2022 is finally the year of Linux on the desktop, and I can prove it
Back in 2001 when I was at Caltech, my good friend Jonny was running Linux. I don’t remember the distro, honestly, but he convinced me to try it, and eventually installed it on my Pentium computer. I don’t remember the specs of it either, but it was decent for its time. At the time, I was studying electrical engineering, so I mostly needed the computer to write assembly programs, SSH (or probably Telnet, actually) into campus machines, flirt badly on AIM, and listen to music.
Having just discovered the best band in the world, which was Weezer at the time, I would put the Blue Album / Pinkerton on repeat (and sometimes the Green album) using a Linux media player that looked a lot like Winamp. It might have been XMMS. It was pretty sweet. The main problem, really, was the fact that my music would randomly stutter. Sometimes it was related to what I was doing, sometimes it wasn’t. There was no rhyme or reason to it. Jonny seemed to know way more about how to hack into the internals on it, but I don’t remember us being able to figure it out. One time I got so frustrated that I decided I had enough and re-installed Windows on the machine. It was almost like I had betrayed Jonny, he was upset for a brief period of time, but then probably understood. I was just not cool enough to run Linux.

Data rows →
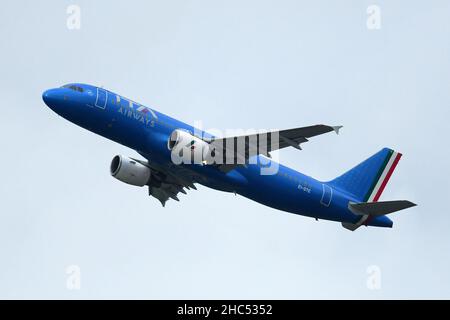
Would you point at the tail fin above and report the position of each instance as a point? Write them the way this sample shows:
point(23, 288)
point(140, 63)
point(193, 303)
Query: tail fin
point(367, 180)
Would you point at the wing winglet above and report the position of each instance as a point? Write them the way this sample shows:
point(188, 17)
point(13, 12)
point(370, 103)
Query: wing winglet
point(336, 128)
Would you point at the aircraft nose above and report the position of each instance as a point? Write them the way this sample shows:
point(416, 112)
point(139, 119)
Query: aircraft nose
point(50, 97)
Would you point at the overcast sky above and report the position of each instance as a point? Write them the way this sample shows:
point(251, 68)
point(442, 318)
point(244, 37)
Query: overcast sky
point(229, 64)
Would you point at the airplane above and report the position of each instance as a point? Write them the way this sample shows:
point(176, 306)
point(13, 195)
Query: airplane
point(177, 156)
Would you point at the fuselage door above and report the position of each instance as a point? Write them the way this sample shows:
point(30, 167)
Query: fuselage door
point(327, 194)
point(102, 96)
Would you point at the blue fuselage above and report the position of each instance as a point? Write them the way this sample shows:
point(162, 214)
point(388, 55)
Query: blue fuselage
point(147, 131)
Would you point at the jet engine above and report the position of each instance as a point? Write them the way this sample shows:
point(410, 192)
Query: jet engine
point(130, 171)
point(187, 148)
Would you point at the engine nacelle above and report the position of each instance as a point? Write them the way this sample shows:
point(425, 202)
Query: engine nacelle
point(187, 148)
point(130, 171)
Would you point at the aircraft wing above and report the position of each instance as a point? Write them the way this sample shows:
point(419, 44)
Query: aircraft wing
point(264, 143)
point(167, 183)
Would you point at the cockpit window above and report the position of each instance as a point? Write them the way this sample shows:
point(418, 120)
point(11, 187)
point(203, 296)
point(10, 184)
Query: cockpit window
point(73, 87)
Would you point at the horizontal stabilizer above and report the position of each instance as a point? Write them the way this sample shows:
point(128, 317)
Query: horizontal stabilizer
point(380, 208)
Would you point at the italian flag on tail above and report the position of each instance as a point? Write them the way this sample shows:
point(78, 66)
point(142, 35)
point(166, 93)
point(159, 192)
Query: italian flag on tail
point(383, 176)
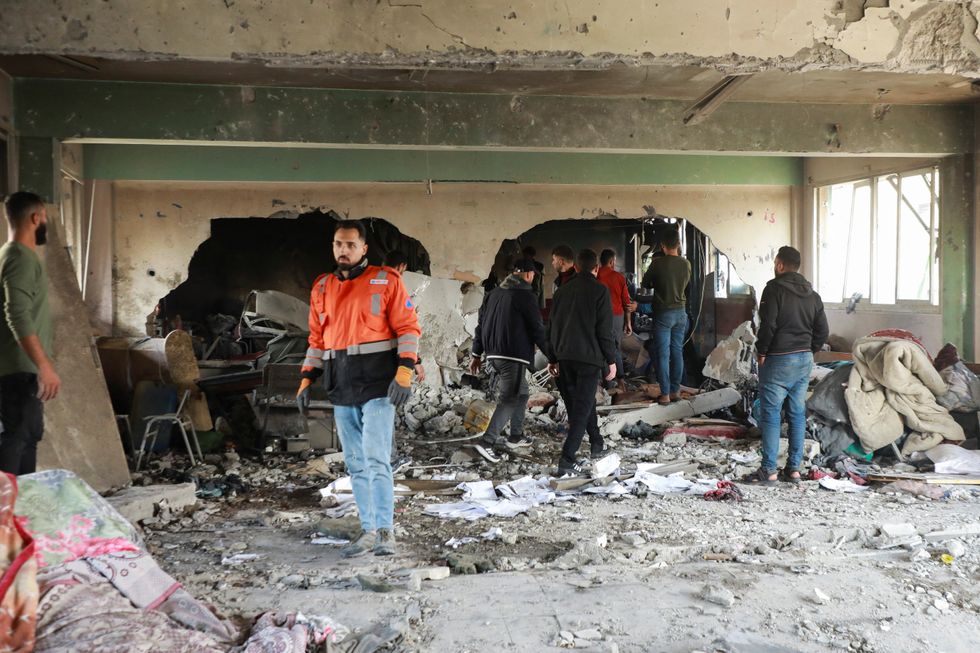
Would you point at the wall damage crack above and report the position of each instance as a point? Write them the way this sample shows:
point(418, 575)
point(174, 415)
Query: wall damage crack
point(418, 5)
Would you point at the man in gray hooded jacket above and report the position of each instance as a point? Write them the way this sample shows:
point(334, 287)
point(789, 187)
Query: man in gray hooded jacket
point(792, 326)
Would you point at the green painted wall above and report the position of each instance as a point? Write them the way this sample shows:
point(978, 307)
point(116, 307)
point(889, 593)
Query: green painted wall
point(36, 167)
point(220, 163)
point(130, 110)
point(958, 258)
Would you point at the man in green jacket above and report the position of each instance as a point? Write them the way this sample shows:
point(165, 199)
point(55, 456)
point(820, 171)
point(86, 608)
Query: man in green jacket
point(27, 376)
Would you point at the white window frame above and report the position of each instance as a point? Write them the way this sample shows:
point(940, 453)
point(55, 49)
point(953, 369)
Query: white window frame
point(935, 217)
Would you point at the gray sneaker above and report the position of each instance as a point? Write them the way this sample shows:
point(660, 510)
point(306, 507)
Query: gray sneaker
point(360, 546)
point(493, 441)
point(518, 442)
point(386, 542)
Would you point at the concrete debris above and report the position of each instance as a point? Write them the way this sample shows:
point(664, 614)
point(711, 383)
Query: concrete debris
point(659, 414)
point(718, 595)
point(731, 361)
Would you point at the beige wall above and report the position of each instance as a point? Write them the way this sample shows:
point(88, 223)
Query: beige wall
point(159, 225)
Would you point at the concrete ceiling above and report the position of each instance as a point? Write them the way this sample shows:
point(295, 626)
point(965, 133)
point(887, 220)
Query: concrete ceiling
point(653, 81)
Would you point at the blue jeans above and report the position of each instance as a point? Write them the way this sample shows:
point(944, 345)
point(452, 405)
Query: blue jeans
point(669, 329)
point(365, 434)
point(783, 378)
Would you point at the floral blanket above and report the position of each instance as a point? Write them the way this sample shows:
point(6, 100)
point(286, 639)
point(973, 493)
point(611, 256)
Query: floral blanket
point(18, 576)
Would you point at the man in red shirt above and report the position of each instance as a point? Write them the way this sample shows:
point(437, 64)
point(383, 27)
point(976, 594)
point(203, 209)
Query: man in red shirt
point(622, 305)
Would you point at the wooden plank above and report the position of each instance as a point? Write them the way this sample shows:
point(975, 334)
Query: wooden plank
point(931, 479)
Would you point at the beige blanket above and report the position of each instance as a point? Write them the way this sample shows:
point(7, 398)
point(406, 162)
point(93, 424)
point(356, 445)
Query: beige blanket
point(893, 385)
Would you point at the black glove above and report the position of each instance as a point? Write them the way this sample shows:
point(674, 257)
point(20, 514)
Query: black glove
point(400, 388)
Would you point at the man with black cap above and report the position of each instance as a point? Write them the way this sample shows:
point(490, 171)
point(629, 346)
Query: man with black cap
point(508, 328)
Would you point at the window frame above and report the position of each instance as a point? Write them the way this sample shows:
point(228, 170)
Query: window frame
point(935, 222)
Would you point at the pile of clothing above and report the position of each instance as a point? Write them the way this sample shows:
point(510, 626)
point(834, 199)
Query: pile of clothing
point(79, 578)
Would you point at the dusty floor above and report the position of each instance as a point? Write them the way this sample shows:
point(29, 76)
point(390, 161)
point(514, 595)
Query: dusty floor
point(789, 568)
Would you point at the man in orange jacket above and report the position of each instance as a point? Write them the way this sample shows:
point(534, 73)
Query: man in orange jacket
point(364, 340)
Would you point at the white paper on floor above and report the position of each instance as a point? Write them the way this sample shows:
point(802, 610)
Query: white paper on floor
point(480, 499)
point(606, 466)
point(951, 459)
point(673, 484)
point(240, 558)
point(838, 485)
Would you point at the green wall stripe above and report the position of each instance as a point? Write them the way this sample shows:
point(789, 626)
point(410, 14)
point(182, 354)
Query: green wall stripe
point(230, 163)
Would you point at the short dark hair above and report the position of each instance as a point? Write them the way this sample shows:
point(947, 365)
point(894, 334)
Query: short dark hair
point(352, 224)
point(20, 205)
point(564, 251)
point(587, 260)
point(790, 257)
point(394, 258)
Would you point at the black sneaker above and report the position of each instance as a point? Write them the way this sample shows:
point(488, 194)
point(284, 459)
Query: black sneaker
point(518, 442)
point(601, 453)
point(492, 441)
point(399, 464)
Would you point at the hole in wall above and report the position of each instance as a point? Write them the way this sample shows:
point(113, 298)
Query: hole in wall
point(283, 252)
point(717, 298)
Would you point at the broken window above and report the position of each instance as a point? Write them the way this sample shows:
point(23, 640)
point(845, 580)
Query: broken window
point(879, 238)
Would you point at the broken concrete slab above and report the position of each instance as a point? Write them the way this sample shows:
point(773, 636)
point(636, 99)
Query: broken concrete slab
point(731, 360)
point(140, 503)
point(967, 530)
point(447, 311)
point(658, 414)
point(80, 432)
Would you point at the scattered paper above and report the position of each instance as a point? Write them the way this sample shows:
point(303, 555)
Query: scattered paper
point(837, 485)
point(240, 558)
point(456, 542)
point(493, 534)
point(478, 491)
point(951, 459)
point(480, 499)
point(606, 466)
point(341, 493)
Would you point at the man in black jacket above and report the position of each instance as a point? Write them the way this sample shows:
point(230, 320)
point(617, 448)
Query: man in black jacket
point(508, 327)
point(581, 351)
point(792, 326)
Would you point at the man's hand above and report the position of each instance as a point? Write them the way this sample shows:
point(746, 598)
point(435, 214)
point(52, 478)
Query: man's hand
point(48, 383)
point(303, 395)
point(401, 386)
point(612, 372)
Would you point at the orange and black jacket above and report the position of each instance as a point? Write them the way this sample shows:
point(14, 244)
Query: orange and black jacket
point(361, 329)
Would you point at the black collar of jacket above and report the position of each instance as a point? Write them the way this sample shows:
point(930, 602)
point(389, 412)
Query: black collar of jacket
point(354, 272)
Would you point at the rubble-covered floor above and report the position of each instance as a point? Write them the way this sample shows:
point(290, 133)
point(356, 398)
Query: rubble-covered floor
point(802, 567)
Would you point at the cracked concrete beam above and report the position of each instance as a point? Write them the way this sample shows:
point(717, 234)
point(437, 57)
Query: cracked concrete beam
point(735, 36)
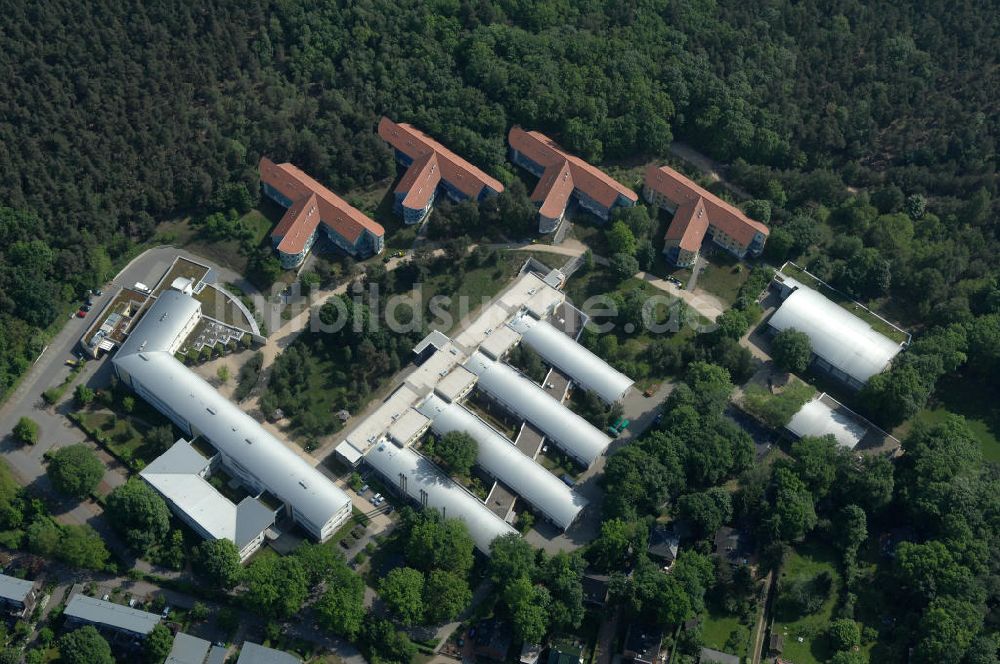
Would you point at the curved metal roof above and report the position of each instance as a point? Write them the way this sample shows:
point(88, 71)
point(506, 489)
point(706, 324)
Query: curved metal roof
point(500, 458)
point(573, 434)
point(424, 482)
point(234, 433)
point(839, 337)
point(586, 369)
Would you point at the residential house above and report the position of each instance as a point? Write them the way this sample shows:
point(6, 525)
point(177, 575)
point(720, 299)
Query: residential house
point(189, 649)
point(431, 168)
point(17, 596)
point(697, 213)
point(492, 640)
point(252, 653)
point(564, 177)
point(663, 545)
point(642, 643)
point(733, 545)
point(311, 207)
point(110, 618)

Set task 1 →
Answer these from the Linux desktop post:
(a) What was the writer studying at Caltech?
(b) Which band does the writer call the best in the world at the time?
(c) What did the writer reinstall on the machine after getting fed up?
Set task 2 → Pick up the Linux desktop post from the point where it stops, and carry on writing it.
The records have nothing to do with what you're asked to do here.

Result 1 →
(a) Electrical engineering
(b) Weezer
(c) Windows

Result 2 →
A couple years later a Linux laptop with 2 GB RAM was being sold at our campus bookstore. This was way more RAM than I’d ever had, and significantly more than whatever the Mac/Windows laptops had in them. Actually, even right now, in 2022, 2 GB of RAM in a Chromebook is not the end of the world. I decided to give it another try, as I needed a laptop. Immediately, I was unable to do the most basic things: connect to a network if I remember correctly, bring up the X server (graphical display), and, most egregiously, actually see the 2 GB of RAM. I believe the computer only saw something along the lines of 512MB or maybe 1 GB. This was a long time ago, but when I called whatever customer support line the manufacturer provided, they were unable to help me. Apparently the drivers or whatever was needed to actually access that RAM were out of date. You can imagine the sour taste that Linux left in my mouth. I convinced the bookstore to let me exchange it for a Mac laptop, and since then I’ve been on team Mac all the way until earlier this year.
Of course, I still used Linux for everything. As a software engineer and onetime startup CTO I became familiar with server-side Linux. A majority of the software we all interact with when we go to a website is likely running on Linux. In general, I love open-source, and the two have almost become synonymous… so I always wanted to use Linux on my desktop again, but kept putting it off.
As a side note, whenever I’ve set up a computer for my mom, I always put XUbuntu on it. She doesn’t even know it’s not Windows, as she only really uses it for email / looking at baby pictures / web surfing.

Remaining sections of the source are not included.